在紐約,除了上東區出身的「本土名媛」,還匯聚了來自世界各地的名流顯貴。

有憑著自己的努力一夜暴富的「新錢階級New Money」,就有拿著父母的信託基金到處撒潑的富二代富三代「Trust fund babies」

對於今年27歲的Anna Delvey安娜·德爾薇來說,已經對這樣的身份介紹習以為常。

剛抵達紐約的時候,她還是個不為人知的小透明。沒過多久,在坊間的隻言片語中,人們得知:安娜來自德國的德爾薇家族,名下擁有價值6000萬歐元的信託基金,只要她滿了26歲,就能自由支配這些錢。

一頭長髮、湛藍雙眼,一身設計師衣著的慵懶奢華風,沒有大logo的搭配,配上出行都是私人飛機、豪華座駕的生活方式,人們都說:安娜一定是德國貴族後裔,奢華幹練。

一邊是奢華的貴族生活,一邊,安娜也頗有內涵。她在法國巴黎的《Purple》雜誌當過實習生,和主編有過多張合影。

私底下,她出入多位藝術家的工作室,全都是合影,還標記上了對方的名字。

社交媒體上,她搭乘私人飛機去參加藝術展,完了直接飛到義大利度假。

平日里,也上傳了許多藝術品的照片。

冷淡、低調、有品位,人們都覺得:安娜,是一個不折不扣的貴族後裔,上億資產的女繼承人。

::::

*練習目標:* 將上方關於安娜·德爾薇的短文一字不改地完整輸出。

[資料項目]
::::

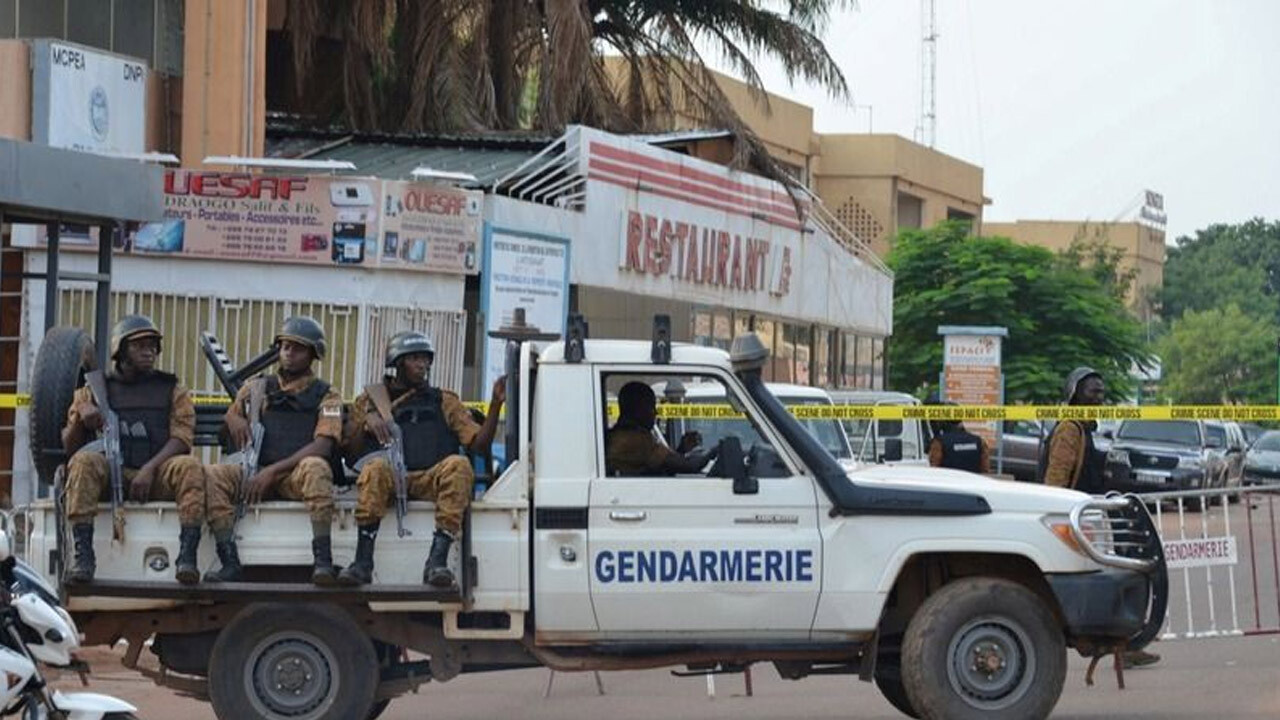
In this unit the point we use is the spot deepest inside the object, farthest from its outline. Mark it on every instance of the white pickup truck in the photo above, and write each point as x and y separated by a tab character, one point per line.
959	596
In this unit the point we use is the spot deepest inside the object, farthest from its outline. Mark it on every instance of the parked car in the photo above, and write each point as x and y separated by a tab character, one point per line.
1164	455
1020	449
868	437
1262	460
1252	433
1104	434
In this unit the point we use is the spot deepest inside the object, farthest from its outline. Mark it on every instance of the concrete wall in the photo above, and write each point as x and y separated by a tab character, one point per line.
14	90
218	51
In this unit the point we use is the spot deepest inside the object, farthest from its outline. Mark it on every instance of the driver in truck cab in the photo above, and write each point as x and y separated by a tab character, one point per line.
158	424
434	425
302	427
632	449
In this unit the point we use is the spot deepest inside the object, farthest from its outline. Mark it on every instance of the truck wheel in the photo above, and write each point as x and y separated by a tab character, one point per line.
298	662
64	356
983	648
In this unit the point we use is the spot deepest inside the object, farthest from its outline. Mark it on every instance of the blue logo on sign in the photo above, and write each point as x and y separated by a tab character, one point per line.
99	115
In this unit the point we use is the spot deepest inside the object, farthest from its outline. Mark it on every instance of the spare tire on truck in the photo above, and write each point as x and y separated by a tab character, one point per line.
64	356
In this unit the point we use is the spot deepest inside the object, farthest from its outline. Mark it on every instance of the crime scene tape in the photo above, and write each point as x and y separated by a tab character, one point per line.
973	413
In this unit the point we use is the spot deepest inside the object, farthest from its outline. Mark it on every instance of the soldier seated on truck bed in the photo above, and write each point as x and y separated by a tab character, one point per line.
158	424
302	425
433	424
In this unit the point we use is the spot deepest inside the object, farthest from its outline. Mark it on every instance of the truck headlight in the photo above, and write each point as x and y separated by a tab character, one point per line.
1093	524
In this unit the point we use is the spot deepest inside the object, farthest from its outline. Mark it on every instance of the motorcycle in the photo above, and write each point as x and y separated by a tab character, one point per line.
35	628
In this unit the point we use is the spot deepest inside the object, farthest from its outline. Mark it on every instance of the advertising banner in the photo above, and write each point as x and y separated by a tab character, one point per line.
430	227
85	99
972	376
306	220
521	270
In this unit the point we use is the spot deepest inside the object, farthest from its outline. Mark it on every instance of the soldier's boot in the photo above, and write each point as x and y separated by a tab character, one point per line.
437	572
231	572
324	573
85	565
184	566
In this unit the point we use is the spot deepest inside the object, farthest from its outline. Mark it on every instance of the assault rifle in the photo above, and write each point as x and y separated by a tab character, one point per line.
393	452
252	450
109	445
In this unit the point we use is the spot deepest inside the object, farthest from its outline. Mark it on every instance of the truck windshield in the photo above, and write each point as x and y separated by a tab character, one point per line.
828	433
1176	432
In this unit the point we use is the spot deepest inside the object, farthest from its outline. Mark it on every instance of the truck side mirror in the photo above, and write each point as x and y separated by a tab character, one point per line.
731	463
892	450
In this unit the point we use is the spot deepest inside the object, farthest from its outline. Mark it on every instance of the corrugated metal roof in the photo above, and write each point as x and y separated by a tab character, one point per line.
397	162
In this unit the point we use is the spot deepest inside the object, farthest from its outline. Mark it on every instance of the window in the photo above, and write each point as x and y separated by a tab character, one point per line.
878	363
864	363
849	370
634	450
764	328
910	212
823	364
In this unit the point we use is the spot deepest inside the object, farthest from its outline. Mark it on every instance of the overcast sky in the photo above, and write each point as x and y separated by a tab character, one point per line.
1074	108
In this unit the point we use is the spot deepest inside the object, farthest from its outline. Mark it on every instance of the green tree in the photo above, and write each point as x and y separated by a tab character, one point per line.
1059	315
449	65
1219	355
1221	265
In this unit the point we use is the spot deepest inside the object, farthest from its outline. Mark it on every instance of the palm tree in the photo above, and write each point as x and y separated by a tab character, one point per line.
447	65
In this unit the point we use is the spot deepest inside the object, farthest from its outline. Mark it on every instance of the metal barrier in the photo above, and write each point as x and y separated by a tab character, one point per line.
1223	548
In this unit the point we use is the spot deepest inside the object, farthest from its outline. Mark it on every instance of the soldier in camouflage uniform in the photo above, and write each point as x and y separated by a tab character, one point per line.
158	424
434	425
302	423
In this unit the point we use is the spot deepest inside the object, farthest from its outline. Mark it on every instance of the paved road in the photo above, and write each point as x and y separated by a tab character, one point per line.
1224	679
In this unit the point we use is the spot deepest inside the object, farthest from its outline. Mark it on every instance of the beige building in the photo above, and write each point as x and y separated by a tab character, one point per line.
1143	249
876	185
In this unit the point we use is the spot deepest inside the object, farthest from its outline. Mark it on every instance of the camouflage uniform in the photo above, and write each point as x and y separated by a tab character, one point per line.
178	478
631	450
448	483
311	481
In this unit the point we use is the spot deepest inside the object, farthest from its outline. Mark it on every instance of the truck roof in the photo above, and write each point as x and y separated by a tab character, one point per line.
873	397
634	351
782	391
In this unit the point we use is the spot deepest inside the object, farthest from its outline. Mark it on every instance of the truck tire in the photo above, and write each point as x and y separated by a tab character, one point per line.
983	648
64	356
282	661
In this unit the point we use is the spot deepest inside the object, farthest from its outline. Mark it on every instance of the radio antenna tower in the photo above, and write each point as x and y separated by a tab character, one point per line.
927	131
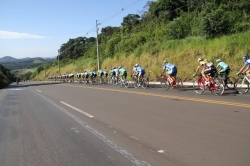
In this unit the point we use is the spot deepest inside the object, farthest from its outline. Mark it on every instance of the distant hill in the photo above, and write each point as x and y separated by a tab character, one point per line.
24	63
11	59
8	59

::::

*練習解答:*
在紐約,除了上東區出身的「本土名媛」,還匯聚了來自世界各地的名流顯貴。

有憑著自己的努力一夜暴富的「新錢階級New Money」,就有拿著父母的信託基金到處撒潑的富二代富三代「Trust fund babies」

對於今年27歲的Anna Delvey安娜·德爾薇來說,已經對這樣的身份介紹習以為常。

剛抵達紐約的時候,她還是個不為人知的小透明。沒過多久,在坊間的隻言片語中,人們得知:安娜來自德國的德爾薇家族,名下擁有價值6000萬歐元的信託基金,只要她滿了26歲,就能自由支配這些錢。

一頭長髮、湛藍雙眼,一身設計師衣著的慵懶奢華風,沒有大logo的搭配,配上出行都是私人飛機、豪華座駕的生活方式,人們都說:安娜一定是德國貴族後裔,奢華幹練。

一邊是奢華的貴族生活,一邊,安娜也頗有內涵。她在法國巴黎的《Purple》雜誌當過實習生,和主編有過多張合影。

私底下,她出入多位藝術家的工作室,全都是合影,還標記上了對方的名字。

社交媒體上,她搭乘私人飛機去參加藝術展,完了直接飛到義大利度假。

平日里,也上傳了許多藝術品的照片。

冷淡、低調、有品位,人們都覺得:安娜,是一個不折不扣的貴族後裔,上億資產的女繼承人。